- [Übungstext]:
◇ ◇ ◇ ◇ ◇ ◇ ◇
Eine solche Fokussierung der Akademiearbeit auf den nationalen Bezugsrahmen kommentierten einige Zeitgenossen durchaus kritisch. 1840 veröffentlichte der französisch-italienische Mathematiker Guglielmo Libri in der Zeitschrift Revue des Deux Mondes eine Artikelserie mit dem Titel „Lettres à un Américain sur l’état des sciences en France.“ [3] Er übte in einem dieser Artikel nicht zuletzt massive Kritik an der Akademie der Wissenschaften, die sich mehr und mehr vom Rest des wissenschaftlichen Europas isoliere während das Französische seinen Rang als europäische Wissenschaftssprache verlor. Im Rückblick auf das 18. Jahrhundert und die untergegangene europäische République des lettres merkte Libri an:
Dans le siècle dernier, notre littérature dominait dans toute l’Europe, les cours du Nord avaient adopté notre langue, les académies les plus célèbres de l’Allemagne publiaient leurs mémoires en français, et, depuis Pétersbourg jusqu’à Lisbonne, il ne faisait aucune découverte, aucune observation intéressante, que l’auteur ne s’empressât d’en donner connaissance à l’Académie des sciences de Paris, qui, à huis clos et sans chercher la popularité, avait établi partout sa suprématie. Et maintenant on dirait qu’à mesure que l’on fait des avances au public, la sphère d’action et l’influence de l’Académie diminuent. […] Les hommes les plus illustres du Nord, les Berzélius, les Gauss, n’envoient même plus leurs ouvrages à l’Institut. C’est là un fait grave, qui intéresse au plus haut degré la dignité du corps et la gloire scientifique de la France.
Auch andere kritische Beobachter, nicht zuletzt Alexander von Humboldt (der der Académie des sciences ab 1804 zunächst als korrespondierendes, dann als auswärtiges Mitglied angehörte), machten auf die mangelnden Sprachkenntnisse und das fehlende Interesse der Pariser Akademiker an deutschen Forschungsergebnissen aufmerksam. An Karl Cäsar von Leonhard schrieb Humboldt 1838 über die Bibliothek des Institut de France, in das die Académie des sciences eingebunden war:[4]
Das Institut [...] hat alle wichtigen deutschen Bücher. Es wird von hunderten junger Leute, die dort lesen, täglich besucht. Ich finde kein deutsches Buch auch nur aufgeschnitten, selbst wenn das Buch Zahlen enthält, wie G[ustav] Rosen’s und meine sibirische Reise, Parrot’s Ararat od. Poggendorfs Annalen. Und dann behauptet man, die deutsche Sprache nehme hier zu!! Poetische und dramatische Neugierde, ja; scientifische gar nicht.
◇ ◇ ◇ ◇ ◇ ◇ ◇
- [Extrahiertes Material]:
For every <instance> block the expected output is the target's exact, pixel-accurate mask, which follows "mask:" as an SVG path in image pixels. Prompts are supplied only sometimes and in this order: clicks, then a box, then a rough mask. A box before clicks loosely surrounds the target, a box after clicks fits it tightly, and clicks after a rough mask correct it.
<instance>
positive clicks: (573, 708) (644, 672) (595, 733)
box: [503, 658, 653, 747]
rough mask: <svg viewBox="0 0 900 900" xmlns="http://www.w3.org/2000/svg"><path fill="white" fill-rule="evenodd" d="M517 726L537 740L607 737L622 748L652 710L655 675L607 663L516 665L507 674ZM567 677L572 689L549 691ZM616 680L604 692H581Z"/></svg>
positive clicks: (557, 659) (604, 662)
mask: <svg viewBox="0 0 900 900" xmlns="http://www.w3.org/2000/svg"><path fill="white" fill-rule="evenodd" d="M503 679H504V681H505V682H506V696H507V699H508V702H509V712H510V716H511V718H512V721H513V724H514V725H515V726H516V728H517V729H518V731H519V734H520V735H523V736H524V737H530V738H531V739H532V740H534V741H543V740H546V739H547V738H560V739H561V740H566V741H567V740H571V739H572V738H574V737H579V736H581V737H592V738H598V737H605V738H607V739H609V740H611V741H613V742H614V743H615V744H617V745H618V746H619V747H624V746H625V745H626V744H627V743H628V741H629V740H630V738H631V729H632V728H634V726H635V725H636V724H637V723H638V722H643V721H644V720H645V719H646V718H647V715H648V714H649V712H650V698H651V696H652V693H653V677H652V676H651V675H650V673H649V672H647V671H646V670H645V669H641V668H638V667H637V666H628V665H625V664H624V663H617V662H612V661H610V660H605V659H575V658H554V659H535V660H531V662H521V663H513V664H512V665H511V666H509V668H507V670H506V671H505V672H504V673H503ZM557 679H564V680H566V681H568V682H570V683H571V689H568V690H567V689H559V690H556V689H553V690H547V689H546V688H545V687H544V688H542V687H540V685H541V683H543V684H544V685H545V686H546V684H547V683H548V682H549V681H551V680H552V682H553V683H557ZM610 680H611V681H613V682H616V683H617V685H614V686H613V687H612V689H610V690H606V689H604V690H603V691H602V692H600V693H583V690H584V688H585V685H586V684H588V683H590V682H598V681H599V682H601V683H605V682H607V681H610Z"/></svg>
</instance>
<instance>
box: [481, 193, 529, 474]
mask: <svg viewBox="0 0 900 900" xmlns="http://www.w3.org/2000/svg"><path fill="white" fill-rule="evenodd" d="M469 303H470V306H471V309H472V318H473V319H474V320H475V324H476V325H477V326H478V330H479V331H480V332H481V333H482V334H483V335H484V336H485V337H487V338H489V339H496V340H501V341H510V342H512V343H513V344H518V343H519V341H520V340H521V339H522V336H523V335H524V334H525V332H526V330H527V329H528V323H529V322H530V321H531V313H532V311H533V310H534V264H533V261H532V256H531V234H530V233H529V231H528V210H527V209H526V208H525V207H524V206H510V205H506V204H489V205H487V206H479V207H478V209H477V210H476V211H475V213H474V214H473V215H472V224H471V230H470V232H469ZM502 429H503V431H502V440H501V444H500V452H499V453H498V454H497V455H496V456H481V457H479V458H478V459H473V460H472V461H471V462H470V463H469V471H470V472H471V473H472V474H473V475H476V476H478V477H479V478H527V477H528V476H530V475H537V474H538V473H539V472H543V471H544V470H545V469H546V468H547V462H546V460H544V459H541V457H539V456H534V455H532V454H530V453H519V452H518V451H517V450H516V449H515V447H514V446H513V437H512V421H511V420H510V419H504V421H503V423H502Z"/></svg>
◇ ◇ ◇ ◇ ◇ ◇ ◇
Setzen Sie den Text über die Pariser Académie des sciences und ihre Abkehr von der deutschen Forschung im Anschluss an seinen letzten Satz fort.

An den Physiologen Emil du Bois-Reymond, den Humboldt ermutigte, eine Forschungsarbeit an die Pariser Académie des sciences zu senden, schrieb er noch 1851:[5]
Das Hinschicken der deutschen Abh[andlung] nach Paris hilft bei dasiger Faulheit und genereller Unkenntniß der Sprache dort zu gar nichts, sondern vielmehr dann nachdem 1-2 Mitglieder des Instituts etwas werden davon halb errathen haben, kommt ehe in 3-4 Monathen etwas davon übersetzt wird das grosse Vorurtheil sur ces rêves d’Allemand in Umlauf.
Diese Äußerungen sind sicherlich auch Humboldts Lust an Spott und ironischer Überspitzung geschuldet. Doch bestätigt die wissenschaftshistorische Forschung grundsätzlich die von Humboldt konstatierte Asymmetrie deutsch – französischer Kontakte in den Naturwissenschaften zumindest während des ersten Drittels des 19. Jahrhunderts.[6] Deutsche Gelehrte verfügten im Allgemeinen über gute bis sehr gute französische Sprachkenntnisse und richteten ihren Blick ständig auf das europäische Wissenschaftszentrum Paris. Während französische Forschungsarbeiten zudem durch Übersetzungen und deutsche Überarbeitungen schnell in den deutschsprachigen Wissenschaftsdiskurs Einzug fanden, zeichnete sich die französische naturwissenschaftliche Forschung im genannten Zeitrahmen eher durch Selbstbeschränkung und verzögerte Wahrnehmung ausländischer Forschungsergebnisse aus.
Für die Pariser Académie des sciences hatte die Akademiereform und die Nationalisierung der europäischen Wissenschaftslandschaft ein zwiespältiges Ergebnis erbracht. Während sie ihre wissenschaftsorganisatorische Position in Frankreich festigte, nahm ihre Strahlkraft als europäische Gelehrtenvereinigung ab. Der Akademie-Kritiker Libri forderte daher:[7]
Rétablir les relations qu’avait l’Académie avec les sociétés des autres pays, lui rendre tout son ascendant en Europe, voilà ce que doivent chercher de préférence les hommes qui sont ses organes officiels et qu’elle a choisis pour interprètes et pour représentans [...].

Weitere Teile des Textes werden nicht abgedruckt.